Stated problem: Your task is to write out exactly the lines from the line containing "target: owl's yellow eye" through the end of the records, inclusive at both ends.

- - - - -

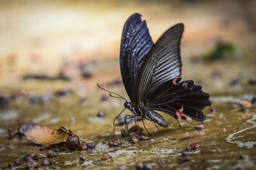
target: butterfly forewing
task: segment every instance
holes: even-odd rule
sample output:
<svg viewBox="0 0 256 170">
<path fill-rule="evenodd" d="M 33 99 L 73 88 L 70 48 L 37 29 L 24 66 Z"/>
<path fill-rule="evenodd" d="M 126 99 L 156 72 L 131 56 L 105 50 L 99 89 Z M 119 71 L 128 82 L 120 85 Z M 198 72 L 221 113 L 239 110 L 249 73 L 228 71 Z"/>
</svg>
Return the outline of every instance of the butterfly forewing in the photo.
<svg viewBox="0 0 256 170">
<path fill-rule="evenodd" d="M 184 25 L 177 24 L 167 30 L 147 55 L 140 72 L 136 102 L 144 101 L 148 94 L 172 78 L 180 76 L 180 43 Z"/>
<path fill-rule="evenodd" d="M 154 45 L 145 20 L 141 15 L 131 16 L 122 35 L 120 64 L 122 78 L 132 101 L 135 101 L 138 74 L 145 58 Z"/>
</svg>

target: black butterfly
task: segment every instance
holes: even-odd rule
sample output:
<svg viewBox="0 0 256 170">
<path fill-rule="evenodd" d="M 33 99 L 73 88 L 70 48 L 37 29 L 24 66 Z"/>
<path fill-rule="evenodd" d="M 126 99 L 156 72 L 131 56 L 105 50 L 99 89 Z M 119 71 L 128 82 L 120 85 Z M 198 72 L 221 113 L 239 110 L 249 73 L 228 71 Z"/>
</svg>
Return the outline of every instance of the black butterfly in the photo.
<svg viewBox="0 0 256 170">
<path fill-rule="evenodd" d="M 122 35 L 120 70 L 131 102 L 108 92 L 126 101 L 124 110 L 127 108 L 134 115 L 126 117 L 132 117 L 132 120 L 143 117 L 154 122 L 157 127 L 156 123 L 168 127 L 166 121 L 156 111 L 160 111 L 176 120 L 179 117 L 189 122 L 191 119 L 203 121 L 205 116 L 202 110 L 211 106 L 210 96 L 192 80 L 180 81 L 180 42 L 183 24 L 168 29 L 154 44 L 146 22 L 141 20 L 141 16 L 139 13 L 131 16 Z"/>
</svg>

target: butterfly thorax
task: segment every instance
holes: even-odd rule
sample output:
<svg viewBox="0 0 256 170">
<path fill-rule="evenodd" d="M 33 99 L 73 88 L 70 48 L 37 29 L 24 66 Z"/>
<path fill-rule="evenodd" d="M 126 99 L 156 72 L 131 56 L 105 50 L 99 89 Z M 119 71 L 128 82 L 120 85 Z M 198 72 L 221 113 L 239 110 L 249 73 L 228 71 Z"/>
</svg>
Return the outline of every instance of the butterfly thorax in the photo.
<svg viewBox="0 0 256 170">
<path fill-rule="evenodd" d="M 125 108 L 131 110 L 136 117 L 146 117 L 147 110 L 142 105 L 137 104 L 136 103 L 125 102 L 124 104 Z"/>
</svg>

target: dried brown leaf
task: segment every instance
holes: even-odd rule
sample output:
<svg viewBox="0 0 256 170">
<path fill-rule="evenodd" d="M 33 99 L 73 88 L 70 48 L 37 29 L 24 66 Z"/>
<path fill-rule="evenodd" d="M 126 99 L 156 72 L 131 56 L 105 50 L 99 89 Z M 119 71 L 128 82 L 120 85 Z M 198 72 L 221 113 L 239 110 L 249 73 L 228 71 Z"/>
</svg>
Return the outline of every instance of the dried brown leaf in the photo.
<svg viewBox="0 0 256 170">
<path fill-rule="evenodd" d="M 36 124 L 24 124 L 20 131 L 29 140 L 41 145 L 47 143 L 50 145 L 60 143 L 66 141 L 68 136 L 63 127 L 55 129 Z"/>
</svg>

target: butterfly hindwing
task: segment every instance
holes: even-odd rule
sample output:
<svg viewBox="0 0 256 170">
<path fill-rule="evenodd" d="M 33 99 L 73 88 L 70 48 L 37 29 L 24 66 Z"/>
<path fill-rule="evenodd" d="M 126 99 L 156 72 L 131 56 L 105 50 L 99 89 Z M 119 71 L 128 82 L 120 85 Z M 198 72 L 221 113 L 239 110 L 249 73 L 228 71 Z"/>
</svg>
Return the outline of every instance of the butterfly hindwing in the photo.
<svg viewBox="0 0 256 170">
<path fill-rule="evenodd" d="M 122 78 L 131 101 L 135 101 L 138 74 L 147 54 L 154 45 L 145 20 L 134 13 L 124 26 L 120 64 Z"/>
<path fill-rule="evenodd" d="M 202 110 L 211 106 L 209 95 L 192 80 L 180 82 L 181 78 L 168 81 L 152 92 L 147 101 L 148 109 L 163 111 L 175 118 L 180 116 L 202 122 L 205 117 Z M 188 117 L 188 118 L 189 118 Z"/>
<path fill-rule="evenodd" d="M 182 24 L 168 29 L 147 55 L 140 72 L 136 87 L 136 102 L 146 100 L 151 91 L 181 74 L 180 55 Z"/>
</svg>

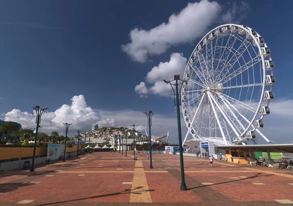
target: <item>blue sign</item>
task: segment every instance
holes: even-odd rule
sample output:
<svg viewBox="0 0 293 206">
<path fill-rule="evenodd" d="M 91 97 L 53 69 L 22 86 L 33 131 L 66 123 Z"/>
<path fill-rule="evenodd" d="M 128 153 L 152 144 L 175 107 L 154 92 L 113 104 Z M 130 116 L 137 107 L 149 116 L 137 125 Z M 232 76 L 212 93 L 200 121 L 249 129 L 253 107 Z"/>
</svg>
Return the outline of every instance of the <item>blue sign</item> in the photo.
<svg viewBox="0 0 293 206">
<path fill-rule="evenodd" d="M 209 143 L 202 143 L 202 148 L 206 149 L 209 148 Z"/>
</svg>

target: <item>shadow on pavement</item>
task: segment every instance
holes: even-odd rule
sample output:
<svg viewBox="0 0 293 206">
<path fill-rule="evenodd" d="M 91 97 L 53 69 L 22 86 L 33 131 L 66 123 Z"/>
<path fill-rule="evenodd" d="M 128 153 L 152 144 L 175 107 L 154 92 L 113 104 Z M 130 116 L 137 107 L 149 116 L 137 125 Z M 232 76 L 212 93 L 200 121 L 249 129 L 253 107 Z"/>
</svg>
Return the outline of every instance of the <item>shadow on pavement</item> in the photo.
<svg viewBox="0 0 293 206">
<path fill-rule="evenodd" d="M 243 181 L 243 180 L 245 180 L 252 179 L 255 178 L 257 178 L 257 177 L 269 177 L 269 176 L 272 176 L 272 175 L 274 175 L 270 174 L 270 175 L 262 175 L 261 176 L 260 176 L 260 175 L 261 175 L 262 174 L 262 173 L 255 174 L 253 176 L 250 177 L 246 178 L 243 178 L 243 179 L 240 179 L 240 180 L 232 180 L 231 181 L 224 182 L 223 183 L 216 183 L 215 184 L 213 184 L 202 185 L 202 186 L 198 186 L 198 187 L 194 187 L 189 188 L 188 189 L 188 190 L 190 190 L 193 189 L 197 189 L 197 188 L 201 188 L 201 187 L 205 187 L 209 186 L 216 185 L 217 184 L 225 184 L 225 183 L 233 183 L 233 182 L 235 182 L 242 181 Z"/>
<path fill-rule="evenodd" d="M 140 189 L 141 189 L 143 187 L 142 187 L 142 186 L 139 186 L 139 187 L 135 187 L 134 189 L 134 190 L 126 189 L 121 192 L 114 192 L 113 193 L 106 194 L 105 195 L 96 195 L 96 196 L 94 196 L 88 197 L 86 197 L 86 198 L 84 198 L 76 199 L 74 200 L 60 201 L 60 202 L 55 202 L 55 203 L 46 203 L 46 204 L 44 204 L 38 205 L 35 206 L 49 206 L 50 205 L 60 204 L 62 203 L 68 203 L 68 202 L 72 202 L 72 201 L 80 201 L 80 200 L 87 200 L 89 199 L 100 198 L 101 197 L 113 196 L 119 195 L 123 194 L 129 194 L 129 193 L 142 194 L 142 193 L 143 192 L 151 192 L 151 191 L 155 191 L 154 189 L 139 190 Z"/>
<path fill-rule="evenodd" d="M 24 187 L 27 186 L 32 186 L 35 184 L 35 183 L 4 183 L 1 184 L 0 187 L 0 193 L 5 193 L 6 192 L 13 192 L 18 189 L 21 187 Z"/>
</svg>

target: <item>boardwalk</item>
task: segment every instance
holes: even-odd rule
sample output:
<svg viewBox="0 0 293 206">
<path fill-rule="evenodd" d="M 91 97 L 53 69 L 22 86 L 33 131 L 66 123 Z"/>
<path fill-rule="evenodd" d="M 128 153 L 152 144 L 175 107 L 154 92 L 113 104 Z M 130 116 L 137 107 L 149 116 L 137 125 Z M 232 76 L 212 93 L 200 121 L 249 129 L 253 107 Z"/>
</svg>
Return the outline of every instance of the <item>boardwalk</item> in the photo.
<svg viewBox="0 0 293 206">
<path fill-rule="evenodd" d="M 293 172 L 185 157 L 188 190 L 180 189 L 179 157 L 132 160 L 99 152 L 0 173 L 0 205 L 274 206 L 293 203 Z M 291 170 L 292 171 L 292 170 Z"/>
</svg>

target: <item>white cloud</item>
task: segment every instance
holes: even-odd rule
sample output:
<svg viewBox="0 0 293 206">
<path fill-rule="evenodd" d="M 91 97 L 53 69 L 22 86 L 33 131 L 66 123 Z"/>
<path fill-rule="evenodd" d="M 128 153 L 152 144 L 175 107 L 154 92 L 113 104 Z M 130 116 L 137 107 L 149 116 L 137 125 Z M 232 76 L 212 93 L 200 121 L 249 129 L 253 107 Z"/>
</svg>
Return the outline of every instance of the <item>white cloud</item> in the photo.
<svg viewBox="0 0 293 206">
<path fill-rule="evenodd" d="M 170 96 L 173 92 L 170 85 L 163 82 L 163 79 L 171 80 L 174 79 L 174 74 L 181 74 L 182 77 L 187 59 L 183 57 L 183 54 L 173 53 L 171 54 L 170 61 L 160 62 L 157 66 L 154 67 L 146 77 L 147 83 L 152 84 L 147 89 L 144 82 L 136 85 L 134 91 L 141 97 L 145 97 L 145 94 L 152 93 L 164 96 Z M 142 95 L 143 95 L 142 96 Z"/>
<path fill-rule="evenodd" d="M 220 8 L 216 2 L 208 0 L 188 3 L 180 13 L 172 14 L 167 23 L 148 31 L 137 27 L 132 30 L 130 43 L 122 48 L 134 61 L 144 63 L 148 55 L 162 54 L 172 46 L 202 37 L 218 17 Z"/>
<path fill-rule="evenodd" d="M 141 82 L 139 85 L 135 86 L 134 91 L 138 94 L 140 94 L 141 97 L 147 97 L 146 94 L 148 93 L 147 88 L 144 82 Z"/>
</svg>

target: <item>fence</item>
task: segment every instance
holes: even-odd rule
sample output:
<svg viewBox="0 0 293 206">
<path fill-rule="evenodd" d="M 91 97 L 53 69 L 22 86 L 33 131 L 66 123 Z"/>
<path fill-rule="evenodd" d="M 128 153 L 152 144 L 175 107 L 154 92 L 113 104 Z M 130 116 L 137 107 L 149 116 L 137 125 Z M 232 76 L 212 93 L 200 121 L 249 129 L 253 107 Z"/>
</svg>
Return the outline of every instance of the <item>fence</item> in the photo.
<svg viewBox="0 0 293 206">
<path fill-rule="evenodd" d="M 143 154 L 149 154 L 149 150 L 144 150 L 142 151 L 140 151 Z M 165 151 L 152 151 L 151 154 L 165 154 L 166 152 Z"/>
</svg>

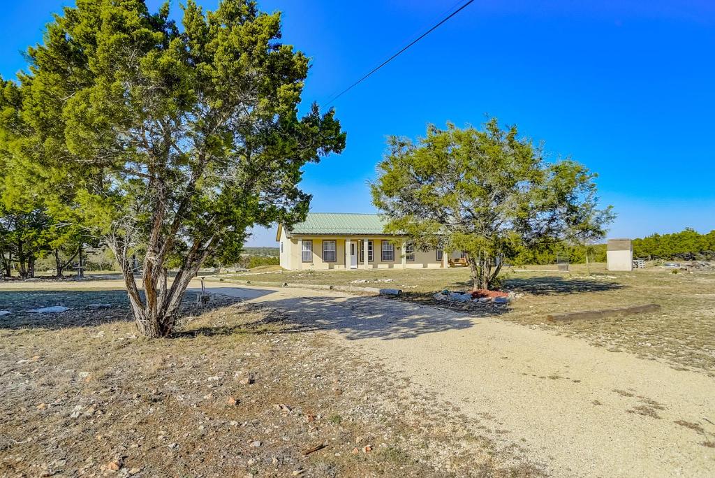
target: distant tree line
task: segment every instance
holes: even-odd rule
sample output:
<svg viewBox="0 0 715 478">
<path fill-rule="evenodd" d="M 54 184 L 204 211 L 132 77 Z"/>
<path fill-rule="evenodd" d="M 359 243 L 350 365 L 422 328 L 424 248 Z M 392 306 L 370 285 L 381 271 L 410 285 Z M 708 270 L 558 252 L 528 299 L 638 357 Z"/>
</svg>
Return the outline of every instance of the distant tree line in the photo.
<svg viewBox="0 0 715 478">
<path fill-rule="evenodd" d="M 606 262 L 606 244 L 585 246 L 563 243 L 543 244 L 537 247 L 519 245 L 513 248 L 506 260 L 513 265 L 554 264 L 557 259 L 570 264 L 581 264 L 586 262 L 587 251 L 591 262 Z"/>
<path fill-rule="evenodd" d="M 633 241 L 636 257 L 648 259 L 715 258 L 715 230 L 700 234 L 690 228 L 671 234 L 651 234 Z"/>
<path fill-rule="evenodd" d="M 586 250 L 592 262 L 606 262 L 606 244 L 593 245 L 551 243 L 537 247 L 517 245 L 511 250 L 506 262 L 515 265 L 553 264 L 557 259 L 572 264 L 586 262 Z M 633 240 L 633 256 L 648 260 L 715 259 L 715 230 L 700 234 L 688 228 L 679 233 L 651 234 Z"/>
<path fill-rule="evenodd" d="M 243 248 L 243 252 L 250 255 L 271 255 L 278 257 L 278 248 L 258 247 Z"/>
</svg>

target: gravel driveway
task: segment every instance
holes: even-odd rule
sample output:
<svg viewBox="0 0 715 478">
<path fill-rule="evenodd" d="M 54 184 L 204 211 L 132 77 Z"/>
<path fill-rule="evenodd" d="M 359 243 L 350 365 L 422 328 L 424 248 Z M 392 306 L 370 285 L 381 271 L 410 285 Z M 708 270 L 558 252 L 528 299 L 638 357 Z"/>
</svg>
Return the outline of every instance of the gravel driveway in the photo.
<svg viewBox="0 0 715 478">
<path fill-rule="evenodd" d="M 554 476 L 715 476 L 715 380 L 498 318 L 330 291 L 213 287 L 324 329 Z"/>
</svg>

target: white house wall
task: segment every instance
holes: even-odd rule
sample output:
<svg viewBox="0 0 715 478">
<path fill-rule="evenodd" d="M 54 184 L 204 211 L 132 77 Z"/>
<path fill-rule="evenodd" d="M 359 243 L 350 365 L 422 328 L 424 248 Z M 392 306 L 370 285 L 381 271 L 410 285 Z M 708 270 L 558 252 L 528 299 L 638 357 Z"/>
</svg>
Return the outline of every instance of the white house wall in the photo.
<svg viewBox="0 0 715 478">
<path fill-rule="evenodd" d="M 285 232 L 280 235 L 280 243 L 283 245 L 283 253 L 280 256 L 280 265 L 285 269 L 291 270 L 300 270 L 303 269 L 320 270 L 345 270 L 345 240 L 349 239 L 351 242 L 362 243 L 366 238 L 363 236 L 347 237 L 340 236 L 296 236 L 288 238 Z M 370 236 L 367 238 L 373 241 L 374 250 L 373 260 L 368 264 L 368 269 L 390 269 L 403 268 L 403 260 L 401 254 L 403 253 L 400 248 L 401 241 L 390 236 Z M 302 240 L 312 240 L 312 255 L 310 262 L 304 263 L 301 260 L 301 245 Z M 322 241 L 335 241 L 335 261 L 325 262 L 322 260 Z M 382 260 L 380 255 L 381 240 L 396 240 L 395 245 L 395 260 L 393 261 Z M 356 250 L 358 251 L 358 268 L 365 268 L 365 265 L 360 260 L 360 244 L 356 243 Z M 405 268 L 438 268 L 443 266 L 442 262 L 437 260 L 437 253 L 435 250 L 415 251 L 415 260 L 405 260 Z"/>
</svg>

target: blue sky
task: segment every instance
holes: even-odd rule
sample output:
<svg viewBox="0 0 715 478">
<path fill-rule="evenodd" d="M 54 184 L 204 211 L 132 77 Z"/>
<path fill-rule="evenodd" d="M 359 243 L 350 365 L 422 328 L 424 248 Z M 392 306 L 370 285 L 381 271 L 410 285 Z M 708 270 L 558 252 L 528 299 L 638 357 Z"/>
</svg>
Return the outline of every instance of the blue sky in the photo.
<svg viewBox="0 0 715 478">
<path fill-rule="evenodd" d="M 24 67 L 50 12 L 4 5 L 0 74 Z M 155 9 L 159 4 L 149 0 Z M 214 9 L 217 0 L 199 0 Z M 461 2 L 460 2 L 461 3 Z M 179 2 L 172 1 L 178 12 Z M 312 59 L 304 102 L 322 103 L 457 4 L 265 0 L 284 42 Z M 389 135 L 486 114 L 599 175 L 618 216 L 611 237 L 715 228 L 715 2 L 477 0 L 333 104 L 345 152 L 305 169 L 312 210 L 370 213 L 368 182 Z M 273 245 L 257 230 L 249 245 Z"/>
</svg>

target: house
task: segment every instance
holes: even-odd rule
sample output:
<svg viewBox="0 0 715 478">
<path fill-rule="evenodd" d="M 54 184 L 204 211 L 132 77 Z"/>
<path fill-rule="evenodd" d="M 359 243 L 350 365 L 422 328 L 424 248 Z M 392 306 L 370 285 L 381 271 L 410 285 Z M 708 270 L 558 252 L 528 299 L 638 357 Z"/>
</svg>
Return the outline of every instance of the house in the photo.
<svg viewBox="0 0 715 478">
<path fill-rule="evenodd" d="M 310 213 L 290 229 L 278 225 L 280 265 L 290 270 L 448 267 L 442 250 L 418 250 L 384 229 L 377 214 Z"/>
</svg>

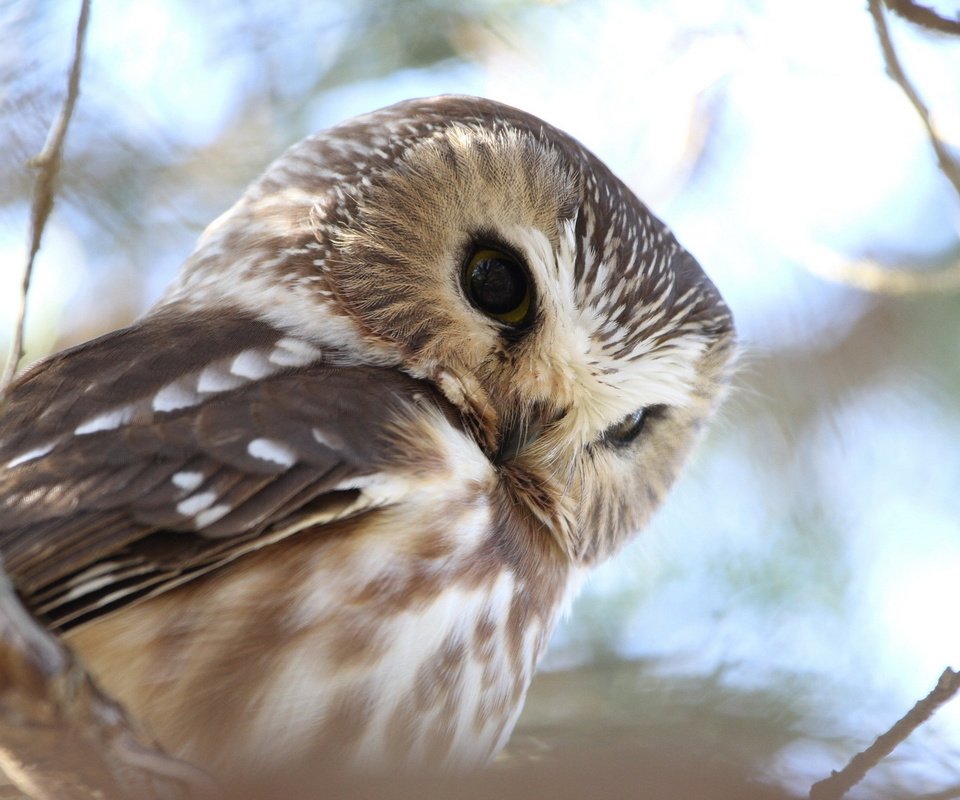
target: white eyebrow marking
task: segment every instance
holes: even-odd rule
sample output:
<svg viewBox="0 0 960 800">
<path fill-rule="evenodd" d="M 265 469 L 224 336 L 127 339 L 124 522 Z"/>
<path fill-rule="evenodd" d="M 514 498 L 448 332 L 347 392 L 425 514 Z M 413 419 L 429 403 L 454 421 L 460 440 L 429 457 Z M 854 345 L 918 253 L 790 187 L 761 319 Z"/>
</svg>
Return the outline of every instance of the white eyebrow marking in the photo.
<svg viewBox="0 0 960 800">
<path fill-rule="evenodd" d="M 177 503 L 177 512 L 185 517 L 192 517 L 199 514 L 205 508 L 209 508 L 213 501 L 217 499 L 216 492 L 201 492 L 200 494 L 190 495 L 186 500 Z"/>
<path fill-rule="evenodd" d="M 273 374 L 276 369 L 260 350 L 244 350 L 230 362 L 230 371 L 234 375 L 251 381 L 258 381 Z"/>
<path fill-rule="evenodd" d="M 214 394 L 217 392 L 229 392 L 236 389 L 246 381 L 238 375 L 228 372 L 220 364 L 211 364 L 200 373 L 197 380 L 197 391 L 204 394 Z"/>
<path fill-rule="evenodd" d="M 132 420 L 134 411 L 133 406 L 123 406 L 122 408 L 115 408 L 112 411 L 106 411 L 78 425 L 74 433 L 77 436 L 83 436 L 84 434 L 96 433 L 97 431 L 111 431 L 114 428 L 119 428 L 121 425 L 126 425 Z"/>
<path fill-rule="evenodd" d="M 153 397 L 154 411 L 176 411 L 178 408 L 188 408 L 200 402 L 196 390 L 186 381 L 168 383 Z"/>
<path fill-rule="evenodd" d="M 179 489 L 186 489 L 188 492 L 192 492 L 194 489 L 200 487 L 200 484 L 203 483 L 203 473 L 202 472 L 189 472 L 184 470 L 183 472 L 175 473 L 170 481 Z"/>
<path fill-rule="evenodd" d="M 47 453 L 53 450 L 57 446 L 57 441 L 48 442 L 47 444 L 42 444 L 39 447 L 34 447 L 32 450 L 27 450 L 25 453 L 21 453 L 15 458 L 11 458 L 6 465 L 7 469 L 11 467 L 19 467 L 21 464 L 26 463 L 27 461 L 33 461 L 36 458 L 43 458 Z"/>
<path fill-rule="evenodd" d="M 270 361 L 280 367 L 304 367 L 321 355 L 321 351 L 312 344 L 285 336 L 273 346 Z"/>
<path fill-rule="evenodd" d="M 297 463 L 296 452 L 276 439 L 254 439 L 247 445 L 247 452 L 261 461 L 273 461 L 284 467 Z"/>
<path fill-rule="evenodd" d="M 220 503 L 219 505 L 213 506 L 213 508 L 208 508 L 206 511 L 201 511 L 194 517 L 194 522 L 198 528 L 203 528 L 207 525 L 212 525 L 221 517 L 225 517 L 230 513 L 230 510 L 230 506 L 226 503 Z"/>
</svg>

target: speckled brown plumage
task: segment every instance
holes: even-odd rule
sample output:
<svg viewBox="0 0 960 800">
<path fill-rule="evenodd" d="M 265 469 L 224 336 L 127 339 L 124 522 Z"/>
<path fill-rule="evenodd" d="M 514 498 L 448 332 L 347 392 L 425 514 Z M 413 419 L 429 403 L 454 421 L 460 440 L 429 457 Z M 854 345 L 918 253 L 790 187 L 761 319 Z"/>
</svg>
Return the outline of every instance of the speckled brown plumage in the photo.
<svg viewBox="0 0 960 800">
<path fill-rule="evenodd" d="M 468 290 L 481 247 L 522 320 Z M 143 319 L 18 382 L 0 552 L 215 772 L 480 765 L 732 350 L 699 265 L 579 143 L 401 103 L 295 145 Z"/>
</svg>

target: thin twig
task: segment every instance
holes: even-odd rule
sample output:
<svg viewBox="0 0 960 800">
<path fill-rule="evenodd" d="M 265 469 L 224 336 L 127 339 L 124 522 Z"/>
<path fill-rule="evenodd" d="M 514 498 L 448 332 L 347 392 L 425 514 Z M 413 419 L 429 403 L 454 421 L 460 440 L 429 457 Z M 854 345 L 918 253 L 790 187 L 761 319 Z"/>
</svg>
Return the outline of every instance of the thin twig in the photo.
<svg viewBox="0 0 960 800">
<path fill-rule="evenodd" d="M 920 700 L 890 730 L 862 753 L 858 753 L 840 772 L 815 783 L 810 789 L 810 800 L 839 800 L 873 769 L 882 758 L 903 742 L 920 725 L 930 719 L 934 711 L 960 690 L 960 672 L 949 667 L 943 671 L 933 691 Z"/>
<path fill-rule="evenodd" d="M 221 798 L 166 755 L 21 604 L 0 567 L 0 768 L 34 800 Z"/>
<path fill-rule="evenodd" d="M 865 292 L 907 295 L 960 291 L 960 254 L 946 266 L 897 269 L 872 259 L 850 260 L 827 247 L 814 244 L 794 244 L 788 250 L 808 272 Z"/>
<path fill-rule="evenodd" d="M 56 195 L 57 178 L 63 162 L 63 142 L 67 136 L 73 108 L 80 94 L 80 65 L 83 61 L 83 45 L 87 35 L 87 22 L 90 19 L 90 0 L 81 0 L 80 16 L 77 20 L 77 33 L 73 48 L 73 61 L 67 78 L 67 95 L 63 99 L 60 113 L 50 126 L 43 149 L 34 156 L 29 164 L 37 170 L 37 180 L 33 190 L 33 204 L 30 208 L 30 236 L 27 262 L 23 269 L 23 282 L 20 287 L 20 305 L 14 323 L 13 338 L 10 342 L 10 354 L 0 376 L 0 398 L 6 393 L 17 373 L 20 359 L 23 358 L 23 336 L 27 316 L 27 296 L 30 292 L 30 279 L 33 276 L 33 262 L 40 250 L 47 219 L 53 209 Z"/>
<path fill-rule="evenodd" d="M 883 49 L 883 60 L 887 65 L 887 74 L 897 83 L 907 96 L 907 99 L 913 105 L 917 114 L 920 116 L 923 126 L 927 129 L 927 136 L 930 138 L 930 144 L 933 151 L 937 154 L 937 164 L 941 172 L 947 177 L 947 180 L 953 184 L 957 195 L 960 196 L 960 163 L 957 163 L 950 155 L 947 146 L 940 139 L 934 127 L 933 120 L 930 118 L 930 111 L 920 99 L 917 90 L 910 83 L 903 67 L 900 66 L 900 59 L 897 57 L 897 51 L 893 46 L 893 40 L 890 38 L 890 30 L 887 28 L 887 19 L 883 11 L 882 0 L 870 0 L 870 14 L 873 16 L 873 24 L 877 29 L 877 37 L 880 39 L 880 46 Z"/>
<path fill-rule="evenodd" d="M 912 0 L 884 0 L 884 4 L 894 14 L 903 17 L 914 25 L 926 28 L 928 31 L 960 36 L 960 18 L 947 19 L 941 17 L 932 8 L 918 5 Z"/>
</svg>

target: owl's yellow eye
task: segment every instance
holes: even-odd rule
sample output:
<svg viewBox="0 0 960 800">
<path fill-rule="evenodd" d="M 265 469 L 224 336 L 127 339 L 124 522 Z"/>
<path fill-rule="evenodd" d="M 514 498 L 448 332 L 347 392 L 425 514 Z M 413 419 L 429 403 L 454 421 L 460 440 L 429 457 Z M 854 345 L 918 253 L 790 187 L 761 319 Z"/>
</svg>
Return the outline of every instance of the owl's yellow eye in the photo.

- - - - -

The solution:
target: owl's yellow eye
task: segment every instance
holes: even-odd rule
sample output:
<svg viewBox="0 0 960 800">
<path fill-rule="evenodd" d="M 265 469 L 224 336 L 127 339 L 124 522 Z"/>
<path fill-rule="evenodd" d="M 514 498 L 448 332 L 347 392 L 425 514 Z M 413 419 L 429 403 L 454 421 L 460 440 L 429 457 Z M 854 345 L 918 253 L 790 187 L 761 319 Z"/>
</svg>
Return the outline of every instance of the owl's yellow eye in the photo.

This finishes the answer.